(Material to process)

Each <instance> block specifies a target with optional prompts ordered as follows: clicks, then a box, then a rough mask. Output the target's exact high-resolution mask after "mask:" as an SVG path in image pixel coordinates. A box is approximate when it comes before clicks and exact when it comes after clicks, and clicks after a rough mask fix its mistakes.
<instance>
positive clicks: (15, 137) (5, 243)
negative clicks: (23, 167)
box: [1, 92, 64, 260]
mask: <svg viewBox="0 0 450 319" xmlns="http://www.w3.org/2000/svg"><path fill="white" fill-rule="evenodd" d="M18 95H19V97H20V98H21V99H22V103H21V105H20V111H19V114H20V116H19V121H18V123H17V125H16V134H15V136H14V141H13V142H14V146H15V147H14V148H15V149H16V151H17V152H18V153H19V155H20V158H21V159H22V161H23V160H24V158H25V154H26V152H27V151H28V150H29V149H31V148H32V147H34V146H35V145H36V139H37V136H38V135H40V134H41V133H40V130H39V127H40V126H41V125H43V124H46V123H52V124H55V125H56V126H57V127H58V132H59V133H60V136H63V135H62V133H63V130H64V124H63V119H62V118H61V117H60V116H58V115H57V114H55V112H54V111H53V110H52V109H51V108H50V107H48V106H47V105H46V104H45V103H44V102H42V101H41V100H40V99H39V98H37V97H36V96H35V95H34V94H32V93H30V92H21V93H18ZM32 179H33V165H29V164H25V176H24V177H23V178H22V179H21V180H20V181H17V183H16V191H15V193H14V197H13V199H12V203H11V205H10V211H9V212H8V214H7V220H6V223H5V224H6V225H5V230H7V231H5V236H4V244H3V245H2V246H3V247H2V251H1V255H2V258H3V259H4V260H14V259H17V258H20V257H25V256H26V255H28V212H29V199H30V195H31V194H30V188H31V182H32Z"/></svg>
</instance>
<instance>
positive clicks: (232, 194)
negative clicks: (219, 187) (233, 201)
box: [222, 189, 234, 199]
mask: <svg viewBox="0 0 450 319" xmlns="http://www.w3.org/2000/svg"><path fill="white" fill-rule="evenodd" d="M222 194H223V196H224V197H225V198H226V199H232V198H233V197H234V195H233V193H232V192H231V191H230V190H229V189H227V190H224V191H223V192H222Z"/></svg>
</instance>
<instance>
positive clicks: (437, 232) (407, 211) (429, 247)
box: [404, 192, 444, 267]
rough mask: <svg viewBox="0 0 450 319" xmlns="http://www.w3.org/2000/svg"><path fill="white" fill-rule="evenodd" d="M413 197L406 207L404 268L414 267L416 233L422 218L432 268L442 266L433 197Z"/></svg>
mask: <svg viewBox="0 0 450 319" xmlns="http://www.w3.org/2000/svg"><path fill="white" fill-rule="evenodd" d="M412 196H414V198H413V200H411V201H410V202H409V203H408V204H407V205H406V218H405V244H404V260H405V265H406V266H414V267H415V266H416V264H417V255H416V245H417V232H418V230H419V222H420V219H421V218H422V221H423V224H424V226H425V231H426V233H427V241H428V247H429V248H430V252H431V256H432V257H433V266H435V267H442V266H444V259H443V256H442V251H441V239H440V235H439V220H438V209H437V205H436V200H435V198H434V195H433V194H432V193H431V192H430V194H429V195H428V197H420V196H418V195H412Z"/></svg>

(End Material to process)

Please print the stretch of rows above from the line containing "rough mask: <svg" through the last row, reproducing each line unchanged.

== Result for this exercise ==
rough mask: <svg viewBox="0 0 450 319" xmlns="http://www.w3.org/2000/svg"><path fill="white" fill-rule="evenodd" d="M413 197L406 207L404 268L414 267L416 233L422 218L432 268L442 266L433 197Z"/></svg>
mask: <svg viewBox="0 0 450 319" xmlns="http://www.w3.org/2000/svg"><path fill="white" fill-rule="evenodd" d="M412 196H414V198H413V200H411V201H410V202H409V203H408V204H407V205H406V218H405V244H404V260H405V265H406V266H414V267H415V266H416V264H417V255H416V245H417V232H418V230H419V222H420V219H421V218H422V221H423V224H424V226H425V231H426V233H427V241H428V247H429V248H430V252H431V256H432V257H433V266H435V267H442V266H444V259H443V256H442V251H441V239H440V235H439V220H438V209H437V205H436V200H435V198H434V195H433V194H432V193H431V192H430V194H429V195H428V197H420V196H418V195H412Z"/></svg>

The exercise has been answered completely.